Items from a labeling collection:
==============================
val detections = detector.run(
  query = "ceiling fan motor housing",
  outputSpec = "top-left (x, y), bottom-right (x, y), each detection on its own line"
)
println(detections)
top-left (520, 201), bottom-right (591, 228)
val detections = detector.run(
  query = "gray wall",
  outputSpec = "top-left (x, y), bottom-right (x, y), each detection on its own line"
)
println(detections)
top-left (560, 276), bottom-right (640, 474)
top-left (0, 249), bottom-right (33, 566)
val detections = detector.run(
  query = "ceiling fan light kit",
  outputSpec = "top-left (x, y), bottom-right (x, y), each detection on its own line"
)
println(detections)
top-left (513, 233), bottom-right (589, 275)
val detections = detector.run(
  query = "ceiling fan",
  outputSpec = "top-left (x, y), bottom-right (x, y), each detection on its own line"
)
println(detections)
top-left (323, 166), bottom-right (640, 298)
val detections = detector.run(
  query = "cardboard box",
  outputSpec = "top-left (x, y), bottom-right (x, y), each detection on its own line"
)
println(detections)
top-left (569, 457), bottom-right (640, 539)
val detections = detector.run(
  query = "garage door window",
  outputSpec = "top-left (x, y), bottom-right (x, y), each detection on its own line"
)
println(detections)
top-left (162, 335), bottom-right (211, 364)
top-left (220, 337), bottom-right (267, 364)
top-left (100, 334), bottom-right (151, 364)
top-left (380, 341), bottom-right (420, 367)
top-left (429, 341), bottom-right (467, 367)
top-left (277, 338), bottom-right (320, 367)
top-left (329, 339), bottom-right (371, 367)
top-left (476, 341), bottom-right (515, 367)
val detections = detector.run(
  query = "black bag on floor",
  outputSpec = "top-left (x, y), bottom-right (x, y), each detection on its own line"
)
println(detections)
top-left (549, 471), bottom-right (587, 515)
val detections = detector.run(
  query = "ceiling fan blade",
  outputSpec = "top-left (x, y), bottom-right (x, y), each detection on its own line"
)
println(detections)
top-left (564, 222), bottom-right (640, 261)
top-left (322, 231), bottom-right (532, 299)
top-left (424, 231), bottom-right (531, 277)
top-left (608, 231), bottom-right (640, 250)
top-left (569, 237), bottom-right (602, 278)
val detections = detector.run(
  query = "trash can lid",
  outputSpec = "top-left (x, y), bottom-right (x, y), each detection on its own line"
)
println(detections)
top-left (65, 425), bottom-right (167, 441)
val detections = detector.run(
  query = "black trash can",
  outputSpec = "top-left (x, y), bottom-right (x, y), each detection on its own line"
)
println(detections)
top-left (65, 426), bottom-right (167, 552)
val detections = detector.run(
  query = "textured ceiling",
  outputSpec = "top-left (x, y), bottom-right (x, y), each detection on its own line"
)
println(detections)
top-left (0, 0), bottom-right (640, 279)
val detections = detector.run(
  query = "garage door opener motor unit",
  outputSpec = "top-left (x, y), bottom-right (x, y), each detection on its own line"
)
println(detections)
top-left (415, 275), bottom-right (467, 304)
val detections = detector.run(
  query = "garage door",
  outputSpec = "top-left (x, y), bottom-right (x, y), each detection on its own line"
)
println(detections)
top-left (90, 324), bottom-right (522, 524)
==============================
WHAT TO PRODUCE: Report how many lines of the entries above contain the word "garage", giving only the number.

RESULT: 3